**WRITTEN INSTRUCTION**
Copy out only the stretch from the line containing "Tag each instance of the bee's striped" through the line containing "<point>306,113</point>", requests included. Scale every point coordinate in the answers by 1.35 and round it to a whole number with halves going up, but leave the numbers in the requests and their format samples as they are.

Saved entries
- - - - -
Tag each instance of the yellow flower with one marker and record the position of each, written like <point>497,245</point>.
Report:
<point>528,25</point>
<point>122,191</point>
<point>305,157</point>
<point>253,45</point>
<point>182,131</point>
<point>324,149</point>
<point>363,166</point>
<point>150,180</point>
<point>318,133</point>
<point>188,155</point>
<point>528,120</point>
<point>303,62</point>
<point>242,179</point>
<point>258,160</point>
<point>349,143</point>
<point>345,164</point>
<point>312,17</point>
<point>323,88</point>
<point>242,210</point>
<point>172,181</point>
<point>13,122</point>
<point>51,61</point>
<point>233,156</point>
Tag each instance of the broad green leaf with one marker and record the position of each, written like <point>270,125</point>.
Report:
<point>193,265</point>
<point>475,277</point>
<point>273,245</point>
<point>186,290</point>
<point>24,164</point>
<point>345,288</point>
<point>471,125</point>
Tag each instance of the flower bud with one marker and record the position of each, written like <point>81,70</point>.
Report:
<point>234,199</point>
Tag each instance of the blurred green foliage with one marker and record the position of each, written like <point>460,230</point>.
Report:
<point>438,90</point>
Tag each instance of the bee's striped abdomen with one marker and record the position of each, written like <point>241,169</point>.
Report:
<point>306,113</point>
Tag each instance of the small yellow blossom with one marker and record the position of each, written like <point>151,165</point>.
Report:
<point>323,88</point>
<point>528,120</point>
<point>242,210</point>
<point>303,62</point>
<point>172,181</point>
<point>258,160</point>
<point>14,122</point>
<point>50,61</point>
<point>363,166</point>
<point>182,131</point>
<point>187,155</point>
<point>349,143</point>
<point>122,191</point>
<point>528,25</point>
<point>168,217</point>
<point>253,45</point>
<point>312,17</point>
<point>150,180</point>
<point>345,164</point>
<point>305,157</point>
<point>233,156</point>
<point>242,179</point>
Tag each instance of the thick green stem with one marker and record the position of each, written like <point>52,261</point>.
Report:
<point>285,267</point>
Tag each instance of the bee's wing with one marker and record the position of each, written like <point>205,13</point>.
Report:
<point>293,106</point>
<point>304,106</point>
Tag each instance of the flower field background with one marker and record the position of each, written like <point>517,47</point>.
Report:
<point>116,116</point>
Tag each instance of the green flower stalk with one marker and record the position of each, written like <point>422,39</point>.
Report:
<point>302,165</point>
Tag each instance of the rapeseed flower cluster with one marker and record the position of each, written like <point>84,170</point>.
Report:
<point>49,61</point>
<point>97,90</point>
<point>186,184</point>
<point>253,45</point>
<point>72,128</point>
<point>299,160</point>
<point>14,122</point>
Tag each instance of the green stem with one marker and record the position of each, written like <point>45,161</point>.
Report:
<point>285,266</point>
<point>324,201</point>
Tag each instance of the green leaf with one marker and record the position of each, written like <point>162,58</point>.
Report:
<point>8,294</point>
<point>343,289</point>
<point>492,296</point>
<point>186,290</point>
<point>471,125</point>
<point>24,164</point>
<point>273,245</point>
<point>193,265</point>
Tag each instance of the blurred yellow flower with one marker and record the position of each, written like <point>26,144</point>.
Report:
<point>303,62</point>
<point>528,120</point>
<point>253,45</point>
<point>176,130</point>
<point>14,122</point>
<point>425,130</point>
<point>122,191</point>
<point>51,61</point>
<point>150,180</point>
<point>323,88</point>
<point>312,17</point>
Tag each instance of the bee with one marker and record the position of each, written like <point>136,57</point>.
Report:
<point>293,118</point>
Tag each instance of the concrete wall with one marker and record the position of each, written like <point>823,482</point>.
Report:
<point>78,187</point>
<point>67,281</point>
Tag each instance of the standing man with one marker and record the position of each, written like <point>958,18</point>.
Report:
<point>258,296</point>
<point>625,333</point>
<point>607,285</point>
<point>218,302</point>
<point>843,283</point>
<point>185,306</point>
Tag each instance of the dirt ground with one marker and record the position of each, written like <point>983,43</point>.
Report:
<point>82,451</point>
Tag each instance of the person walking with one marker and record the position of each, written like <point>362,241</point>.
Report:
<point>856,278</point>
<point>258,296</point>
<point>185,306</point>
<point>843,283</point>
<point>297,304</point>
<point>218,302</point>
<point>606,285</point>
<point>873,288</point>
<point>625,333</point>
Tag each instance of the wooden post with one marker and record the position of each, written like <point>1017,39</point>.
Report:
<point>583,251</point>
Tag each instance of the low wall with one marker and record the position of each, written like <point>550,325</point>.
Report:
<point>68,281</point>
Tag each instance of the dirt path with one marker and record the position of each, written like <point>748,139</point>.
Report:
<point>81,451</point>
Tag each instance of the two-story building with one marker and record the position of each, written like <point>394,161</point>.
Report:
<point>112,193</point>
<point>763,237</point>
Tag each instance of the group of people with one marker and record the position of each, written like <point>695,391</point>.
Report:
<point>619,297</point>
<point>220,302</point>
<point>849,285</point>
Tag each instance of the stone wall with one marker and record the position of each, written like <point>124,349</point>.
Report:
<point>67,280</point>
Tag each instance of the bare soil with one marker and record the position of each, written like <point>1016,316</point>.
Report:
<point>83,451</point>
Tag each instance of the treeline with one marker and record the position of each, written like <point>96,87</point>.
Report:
- - - - -
**REPLY**
Tag each instance of the bee's striped abdomen with one marker and record the position of each, written like <point>241,169</point>.
Report:
<point>413,153</point>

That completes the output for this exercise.